O dyscyplinie narzucanej dzieciom w Chinach krążą legendy. Nie bez powodu Chińczycy się „mocno trzymają” i dominują w rankingach światowej gospodarki. Do czego posuwają się zbyt ambitni rodzice, świadczy dzisiejsza historia ojca, zwanego „Eagle Dad” i jego syna He Yide, zwanego Duoduo.
Odkąd mały zaczął chodzić, uczony był nie tylko literek i cyferek. Dziecko zostało poddane żołnierskiej dyscyplinie, musiało nauczyć się pływać, robić pompki na śniegu, odziany jedynie w majteczki, wspinać się na najwyższe góry świata, a ostatnio także latać. Dziś Duoduo ma lat 5 i właśnie zaliczył swój pierwszy samodzielny 35 minutowy lot samolotem, gdzie zasiadł za sterami.
To nie pierwsze osiągnięcie chłopca. Ojciec zmusza syna do osiągania ekstremalnych celów, w tym wspięcia się na ponad 3700m górę w Japonii, gdzie omal nie stracił życia w wyniku choroby wysokogórskiej, skrajnego wycieńczenia i przemoczenia, ponieważ ojciec nie wziął wodoodpornego odzienia. W eskapadzie uczestniczyła także córka pana Lieshinga- Tiantian. Cała trójka została uratowana w ostatniej chwili przez lokalną ekipę pogotowia górskiego.

# Udostępnione dane
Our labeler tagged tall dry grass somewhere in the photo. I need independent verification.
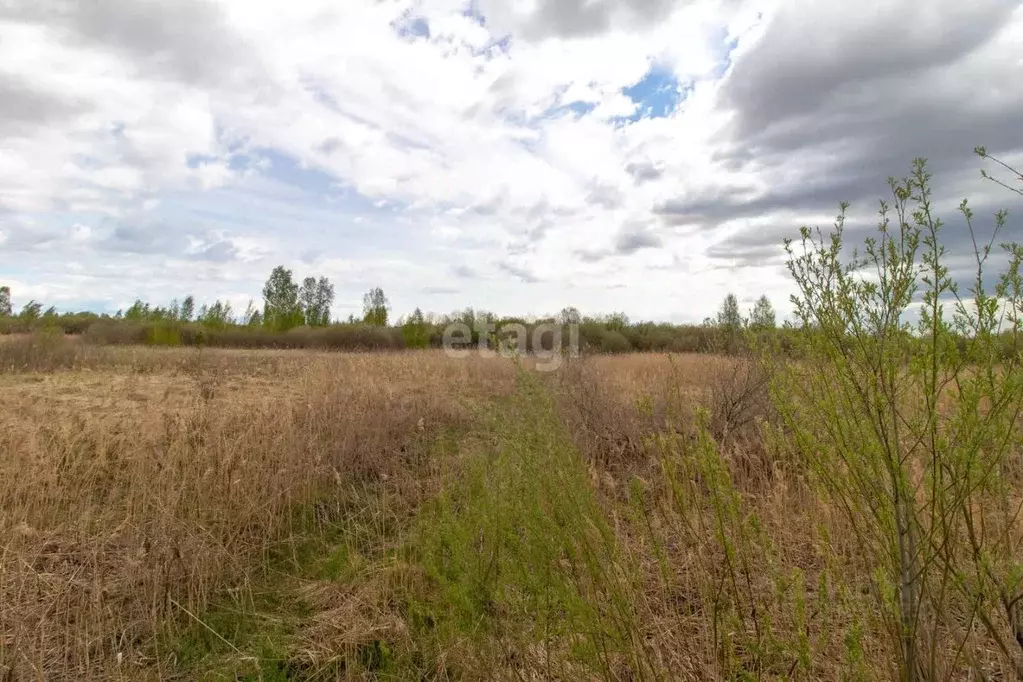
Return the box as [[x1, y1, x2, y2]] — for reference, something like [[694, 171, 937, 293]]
[[0, 349, 513, 680]]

# Treść polecenia
Ile trwał pierwszy samodzielny lot samolotem, który według fragmentu tekstu odbył Duoduo?

# Odpowiedź na polecenie
Lot trwał 35 minut.